[Start of Text segment]
Phonons

Photography & Music, Science & Code

My solution to the Quora challenge

with 7 comments

Spoiler Alert! This post contains details of how I solved this problem. If you want to try this problem yourself, I strongly recommend you don’t read on. Coming up with your own method to do this efficiently is all the fun.

A few weeks ago my friend Albert nerd-sniped me with this coding problem from Quora, which they seem to use in their hiring process. I was immediately intrigued, and spent the next day or so on it.

It goes like this: A datacenter needs to be cooled using a duct. It is required to pass through every room of the datacenter exactly once, and some can’t be crossed(marked by a 1). It must start at the entrance(2) and end at the exit(3). The task is not to find a way of doing this, but rather counting how many ways there are to do it. I won’t reproduce the specifics, but here is a snippet:

Here is an example datacenter:

2  0  0  0

0  0  0  0

0  0  3  1

There are two possible ways to run the duct here:

2--0--0--0
         |
0--0--0--0
|
0--0--3  1

or

2  0--0--0
|  |     |
0  0  0--0
|  |  |
0--0  3  1

Write a program to compute the number of possible ways to run the duct. For the above example, the correct answer is 2.

Check their challenge page for specifics.

My first implementation was a simple forward search. Start at the entrance and iteratively grow the tubing one step at a time. I implemented this with a queue, which contained all the legal tubing variations for a given length N. From this I generated all the possibilities for length N+1 by growing by one in all possible directions.

This proved to be disastrously slow, and memory consumption was high, too. Since the branches of the search tree grow exponentially, it is highly beneficial to prune them as early as possible. I did this in 3 ways.
[End of Text segment]
**Tasks to carry out**
a – Summarize the post about the Quora challenge in two sentences.
b – Quote the part of the rows that opens with the line containing "Teacher note: indicate the distant" and closes with the line containing "(1226, 269)".
The post and the rows have no connection to each other.
[Start of Listing]
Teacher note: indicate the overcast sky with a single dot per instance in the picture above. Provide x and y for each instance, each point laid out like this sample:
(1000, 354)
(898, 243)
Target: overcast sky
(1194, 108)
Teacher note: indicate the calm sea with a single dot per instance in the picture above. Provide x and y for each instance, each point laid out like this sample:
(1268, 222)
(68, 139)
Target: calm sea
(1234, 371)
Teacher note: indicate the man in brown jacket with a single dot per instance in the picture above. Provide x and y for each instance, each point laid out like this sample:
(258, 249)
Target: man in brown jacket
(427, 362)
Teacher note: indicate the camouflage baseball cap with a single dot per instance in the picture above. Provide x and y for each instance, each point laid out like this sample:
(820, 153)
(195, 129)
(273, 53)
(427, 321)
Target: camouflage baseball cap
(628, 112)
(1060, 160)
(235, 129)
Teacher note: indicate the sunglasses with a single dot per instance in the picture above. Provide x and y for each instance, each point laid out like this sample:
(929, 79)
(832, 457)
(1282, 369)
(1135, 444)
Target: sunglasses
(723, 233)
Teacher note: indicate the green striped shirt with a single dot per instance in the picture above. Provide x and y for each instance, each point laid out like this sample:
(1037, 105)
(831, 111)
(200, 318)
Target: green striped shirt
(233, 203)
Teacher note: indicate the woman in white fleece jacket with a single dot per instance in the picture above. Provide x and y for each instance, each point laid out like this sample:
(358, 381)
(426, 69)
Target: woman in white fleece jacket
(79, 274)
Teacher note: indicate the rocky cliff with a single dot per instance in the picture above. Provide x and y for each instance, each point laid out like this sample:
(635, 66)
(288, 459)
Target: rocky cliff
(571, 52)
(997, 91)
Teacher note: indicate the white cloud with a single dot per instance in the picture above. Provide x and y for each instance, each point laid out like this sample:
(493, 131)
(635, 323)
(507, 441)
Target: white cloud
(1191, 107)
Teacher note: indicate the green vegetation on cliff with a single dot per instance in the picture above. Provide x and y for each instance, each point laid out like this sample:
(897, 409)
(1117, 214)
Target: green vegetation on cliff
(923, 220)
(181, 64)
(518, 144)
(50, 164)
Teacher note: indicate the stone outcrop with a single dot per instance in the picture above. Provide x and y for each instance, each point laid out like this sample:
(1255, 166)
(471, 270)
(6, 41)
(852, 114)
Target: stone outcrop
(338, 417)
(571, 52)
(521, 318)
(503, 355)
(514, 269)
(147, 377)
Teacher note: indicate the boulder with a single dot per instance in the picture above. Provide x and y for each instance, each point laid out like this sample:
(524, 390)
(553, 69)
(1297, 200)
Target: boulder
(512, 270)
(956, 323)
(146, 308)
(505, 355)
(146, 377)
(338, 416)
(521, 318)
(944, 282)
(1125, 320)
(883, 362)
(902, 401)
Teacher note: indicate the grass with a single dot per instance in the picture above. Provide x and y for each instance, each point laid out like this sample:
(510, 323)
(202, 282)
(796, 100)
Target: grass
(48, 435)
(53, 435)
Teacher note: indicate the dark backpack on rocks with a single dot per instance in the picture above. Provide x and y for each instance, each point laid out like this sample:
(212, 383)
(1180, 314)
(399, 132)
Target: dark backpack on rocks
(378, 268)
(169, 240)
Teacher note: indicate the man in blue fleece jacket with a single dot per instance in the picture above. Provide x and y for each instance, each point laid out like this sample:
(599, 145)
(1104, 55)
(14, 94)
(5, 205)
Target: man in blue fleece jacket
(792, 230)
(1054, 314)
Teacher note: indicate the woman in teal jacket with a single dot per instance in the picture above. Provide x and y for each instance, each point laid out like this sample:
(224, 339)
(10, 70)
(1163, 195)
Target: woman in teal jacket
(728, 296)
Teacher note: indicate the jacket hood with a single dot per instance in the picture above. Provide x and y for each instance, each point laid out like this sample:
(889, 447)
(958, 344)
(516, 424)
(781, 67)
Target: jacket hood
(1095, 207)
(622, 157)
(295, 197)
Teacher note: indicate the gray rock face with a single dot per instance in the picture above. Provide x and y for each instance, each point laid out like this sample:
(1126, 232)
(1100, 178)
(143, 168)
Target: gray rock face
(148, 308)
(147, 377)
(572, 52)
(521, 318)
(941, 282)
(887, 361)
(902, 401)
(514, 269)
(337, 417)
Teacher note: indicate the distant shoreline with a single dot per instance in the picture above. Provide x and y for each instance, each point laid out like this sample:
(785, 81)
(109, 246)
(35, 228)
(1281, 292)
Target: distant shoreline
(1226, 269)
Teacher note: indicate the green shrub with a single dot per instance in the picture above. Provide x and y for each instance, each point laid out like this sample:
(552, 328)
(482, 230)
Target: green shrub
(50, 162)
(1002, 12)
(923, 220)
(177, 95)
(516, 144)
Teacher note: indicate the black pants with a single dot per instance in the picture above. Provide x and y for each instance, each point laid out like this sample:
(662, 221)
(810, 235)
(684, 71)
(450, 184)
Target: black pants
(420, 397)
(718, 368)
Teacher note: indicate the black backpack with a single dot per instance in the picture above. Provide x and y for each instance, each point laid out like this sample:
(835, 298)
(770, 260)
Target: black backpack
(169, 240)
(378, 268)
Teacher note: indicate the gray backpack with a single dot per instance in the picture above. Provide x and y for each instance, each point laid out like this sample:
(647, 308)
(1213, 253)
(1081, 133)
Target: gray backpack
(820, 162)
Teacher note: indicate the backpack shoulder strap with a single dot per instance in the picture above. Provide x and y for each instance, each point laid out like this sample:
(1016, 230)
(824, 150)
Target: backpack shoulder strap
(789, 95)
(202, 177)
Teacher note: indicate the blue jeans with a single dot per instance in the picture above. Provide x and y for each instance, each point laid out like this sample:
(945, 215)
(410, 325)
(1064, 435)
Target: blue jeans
[End of Listing]
**Solutions below**
a – The post describes a Quora coding problem that asks how many ways a duct can run from a datacenter's entrance to its exit, passing through every room exactly once and avoiding rooms marked 1. The author's first solution was a forward search built on a queue, but it proved disastrously slow and used a lot of memory, which made it highly beneficial to prune branches of the search tree as early as possible.

b –
Teacher note: indicate the distant shoreline with a single dot per instance in the picture above. Provide x and y for each instance, each point laid out like this sample:
(785, 81)
(109, 246)
(35, 228)
(1281, 292)
Target: distant shoreline
(1226, 269)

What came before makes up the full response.